# DATA SECTION
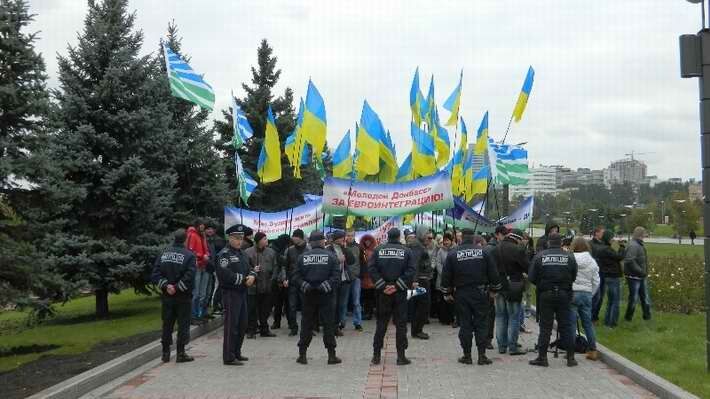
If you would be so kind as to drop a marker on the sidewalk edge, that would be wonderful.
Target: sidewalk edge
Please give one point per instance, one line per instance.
(103, 374)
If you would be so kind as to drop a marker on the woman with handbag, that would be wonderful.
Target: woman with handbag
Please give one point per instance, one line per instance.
(584, 287)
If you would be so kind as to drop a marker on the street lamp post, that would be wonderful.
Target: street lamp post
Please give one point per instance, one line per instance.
(695, 62)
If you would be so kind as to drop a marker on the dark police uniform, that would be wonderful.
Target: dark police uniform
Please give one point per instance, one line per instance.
(468, 274)
(317, 275)
(175, 266)
(391, 264)
(553, 273)
(233, 268)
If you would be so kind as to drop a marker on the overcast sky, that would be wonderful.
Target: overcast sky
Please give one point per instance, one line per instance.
(607, 72)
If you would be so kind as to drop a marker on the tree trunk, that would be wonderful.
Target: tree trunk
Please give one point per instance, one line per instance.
(101, 304)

# WHAT YOU ARE ASKED TO DO
Repeat the listing in full and exactly. Leave any pictures out.

# SOLUTION
If you would be so kind as to drop a marker on the sidewalk edge, that would be wonderful.
Target: sidewalk edge
Please give one point per instance, one line per instance.
(103, 374)
If you would be so kind as to drop a marker on the woman with handbag, that would be wonderful.
Target: woman with handbag
Please give one point per instance, one line per instance.
(584, 287)
If you would be so kind as to drop a marker on the street lamp post, that would be wonderful.
Target: street lamp post
Please give one point per instance, one line per instance.
(695, 62)
If you would be so kind as to drop a marker on the dark police uniform, that would be wonderful.
Target: dark police uniform
Please give one point per instance, one line per instance.
(468, 274)
(317, 275)
(175, 266)
(391, 264)
(553, 273)
(233, 268)
If you would be so kind as to drop a marker on the overcast sky, that would be wonderful.
Target: overcast sky
Please give one point per instance, one line per instance.
(607, 72)
If you would be so kind as to drop a marker on the tree trunk, that would be wonderful.
Target: tree trunk
Please give one point per instance, one line per instance.
(101, 304)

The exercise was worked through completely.